Text to read:
※

Thank you for your input Michael.

 

I still have vivid memories of going to a Restaurant on the harbour at Penzance in Cornwall, England called ‘The Revenue Cutter’. In the entrance they had a model of the Cutty Sark in a glass display case. I used to examine it every time I visited there and marvel at the incredible detail. It was so well built that it took a while before I realized it was made from a plastic kit!

 

I went to the local hobby shop to enquire if they had such a kit. They had the Revell Thermopylae on the shelf so I settled for that.

 

That was 40 years ago. In those days we did not have the luxury of the internet and wonderful forums like this for discussion and the exchange of knowledge, not to mention research!

 

I remember the excitement at the thought of building such a large and complicated model. I was totally confident that I would complete it in no time at all. I followed the instructions very carefully, step by step. I soon became dissatisfied very early on and never finished it.

 

A couple of years later I did buy the Cutty Sark and I almost finished this kit but remember still getting very frustrated by order of assembly proposed in the instructions. (I had already learned a lot about not following the sequences in the instructions from the abandoned Thermopylae).

※

Excerpts from a pointing dataset
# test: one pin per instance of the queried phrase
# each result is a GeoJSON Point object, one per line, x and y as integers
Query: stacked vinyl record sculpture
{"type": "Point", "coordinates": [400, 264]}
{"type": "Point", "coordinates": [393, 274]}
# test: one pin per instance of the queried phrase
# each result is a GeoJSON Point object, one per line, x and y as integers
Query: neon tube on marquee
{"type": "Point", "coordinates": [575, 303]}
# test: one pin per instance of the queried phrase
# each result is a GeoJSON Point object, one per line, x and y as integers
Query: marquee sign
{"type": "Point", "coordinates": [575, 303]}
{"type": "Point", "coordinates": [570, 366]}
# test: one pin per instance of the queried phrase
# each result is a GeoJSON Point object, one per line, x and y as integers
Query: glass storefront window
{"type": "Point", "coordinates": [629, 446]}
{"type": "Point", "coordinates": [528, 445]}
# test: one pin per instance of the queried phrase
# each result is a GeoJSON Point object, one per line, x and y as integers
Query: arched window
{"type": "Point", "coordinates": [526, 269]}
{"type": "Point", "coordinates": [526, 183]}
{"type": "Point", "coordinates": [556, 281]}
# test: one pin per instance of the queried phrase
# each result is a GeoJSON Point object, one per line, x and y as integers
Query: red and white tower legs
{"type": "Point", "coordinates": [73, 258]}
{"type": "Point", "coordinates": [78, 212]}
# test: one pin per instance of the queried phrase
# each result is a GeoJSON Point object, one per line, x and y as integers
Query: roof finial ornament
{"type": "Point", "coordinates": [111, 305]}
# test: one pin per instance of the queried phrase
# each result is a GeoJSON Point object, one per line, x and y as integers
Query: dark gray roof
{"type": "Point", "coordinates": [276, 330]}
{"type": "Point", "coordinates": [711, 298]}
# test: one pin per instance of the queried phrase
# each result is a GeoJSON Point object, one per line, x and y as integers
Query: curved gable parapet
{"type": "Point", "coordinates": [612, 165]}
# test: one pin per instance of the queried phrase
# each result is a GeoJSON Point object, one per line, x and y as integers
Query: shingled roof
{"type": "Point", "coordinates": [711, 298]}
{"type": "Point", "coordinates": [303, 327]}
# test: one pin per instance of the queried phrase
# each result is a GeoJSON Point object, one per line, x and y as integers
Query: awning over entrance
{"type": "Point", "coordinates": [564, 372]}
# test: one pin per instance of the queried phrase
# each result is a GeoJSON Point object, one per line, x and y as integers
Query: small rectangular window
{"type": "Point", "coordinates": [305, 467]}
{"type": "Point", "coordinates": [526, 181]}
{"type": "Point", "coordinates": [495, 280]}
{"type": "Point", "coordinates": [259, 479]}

※

What the task requires:
Carry on the post about building model sailing ship kits, picking up right after its last sentence.

Output for this task:
I even made a trip to Greenwich, London to take photographs of the actual ship to help me with the colors and rigging. It was a dark, damp, grey day. The photographs did not come out too well but at least I had seen ‘her’ and walked her deck!

 

My kit remained unfinished for years, I had grand ideas of it being in a showcase, but there were so many inaccuracies… Then we moved house.

 

The bowsprit was snapped plus other damage. It shared space with the wreck of the Thermopylae on a shelf on the garage for many years until I admitted defeat and committed them both to a landfill.

 

I hate failure and I made a vow, all those years ago, that I would complete that model before I died. Well I can’t wait much longer…

 

Back then, I never thought about using any materials other than those supplied in the kit but do remember being concerned about those little plastic eyebolts.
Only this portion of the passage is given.